> _PASSAGE SHOWN_:
──────

Later, my Pa and then I became freemasons and I attended lodge and it became the same scenario. We would attend and then go eat and then go home. Now , people ask me all the time about becoming a Mason and I tell them what I can and I tell them how to begin, but when they ask me ,"what do you guys do after the meetings" ? I dont really know what to tell them anymore, because to be truthful, its not much of anything.

In short Brothers, I really feel that we need to get out of the lodges and into the streets and get our hands dirty. Not to discredit or defame any other organizations, but I recently saw a television ad for the "Knights of columbus" . Do the masons have anything like that? If it werent for the history channel , I wonder, would people even know we existed? I will welcome any and all opinions. GOD Bless !


Premium Member
Brother Curt,

I, like I assume you are, am thankful for all the good work being done by the Knights of Columbus. So, would I assume, are 99.9% of true masons out there. We're pleased to know that there are good men (and women) the world over doing their part to make this a more sane journey through life and that they are making an effort to iron out some of the rough spots along the way.

That said, I think we are doing a good job too. When we do it! Here is the point We all need to do as much as we can to make this world a better place. If your lodge has become a gentlemen's club then they have lost their way. Apathy is brought on by many things but it doesn't stand up too well when confronted with ACTION. All it takes is a spark. A spark and a little kindling.

──────

> _RECORD SET_:
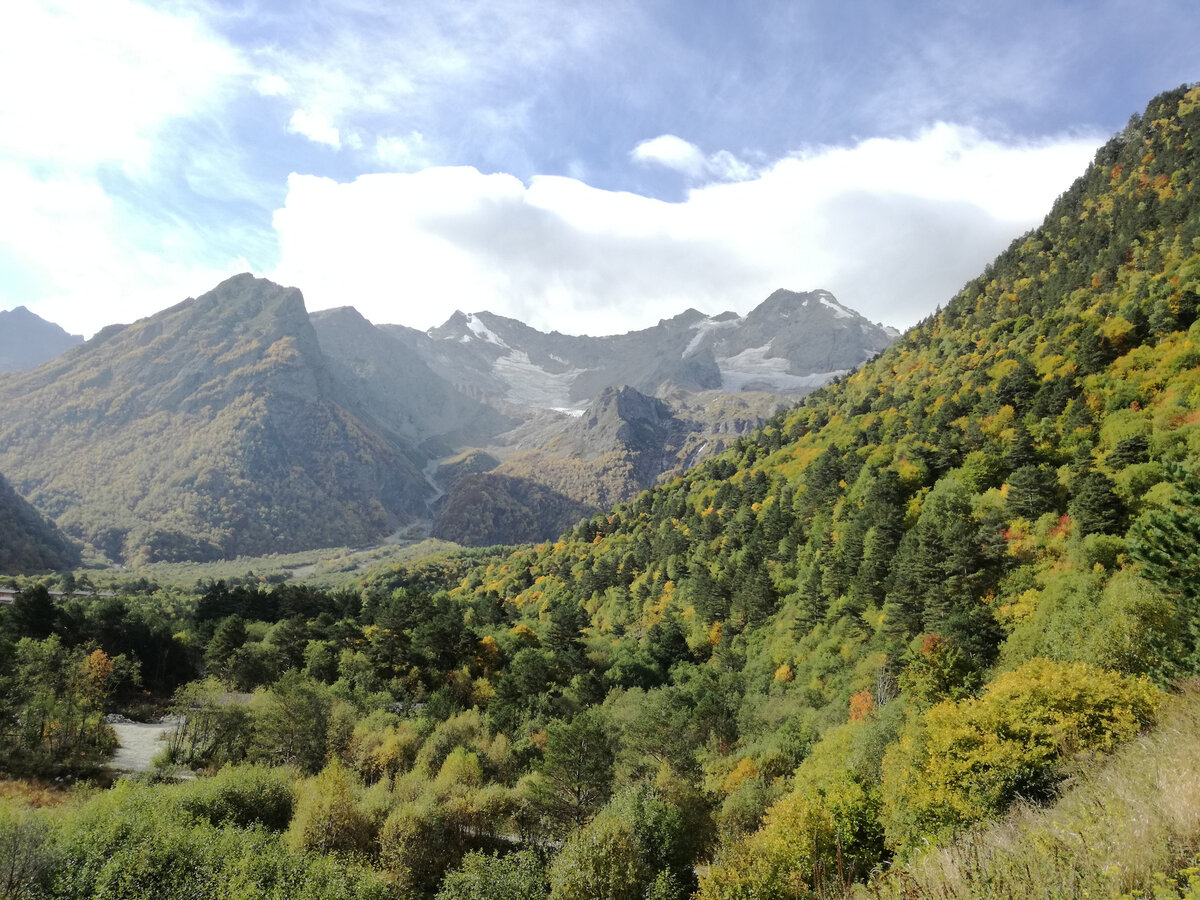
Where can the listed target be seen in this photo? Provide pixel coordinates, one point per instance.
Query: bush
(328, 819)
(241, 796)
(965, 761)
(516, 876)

──────

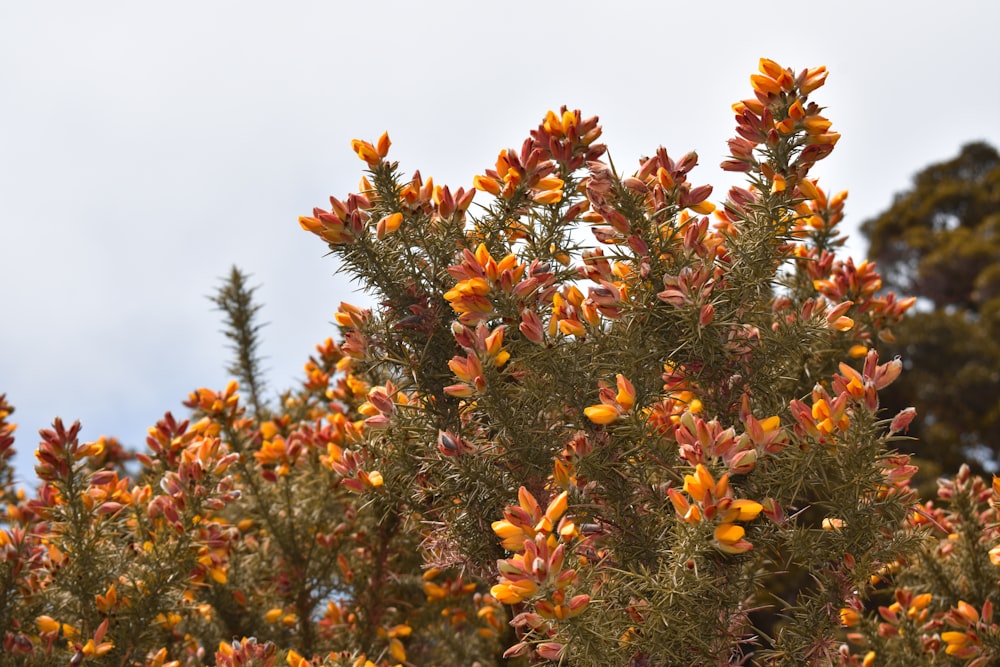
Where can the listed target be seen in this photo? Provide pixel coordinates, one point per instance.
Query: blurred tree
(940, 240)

──────

> _WORK INSTRUCTIONS_:
1. In the freemasonry forum posts, what organization did the first writer recently see a television ad for?
2. Print the part of the freemasonry forum posts from "Premium Member" up to and including "a little kindling.".

> _EXERCISE SOLUTIONS_:
1. The Knights of Columbus.

2.
Premium Member
Brother Curt,

I, like I assume you are, am thankful for all the good work being done by the Knights of Columbus. So, would I assume, are 99.9% of true masons out there. We're pleased to know that there are good men (and women) the world over doing their part to make this a more sane journey through life and that they are making an effort to iron out some of the rough spots along the way.

That said, I think we are doing a good job too. When we do it! Here is the point We all need to do as much as we can to make this world a better place. If your lodge has become a gentlemen's club then they have lost their way. Apathy is brought on by many things but it doesn't stand up too well when confronted with ACTION. All it takes is a spark. A spark and a little kindling.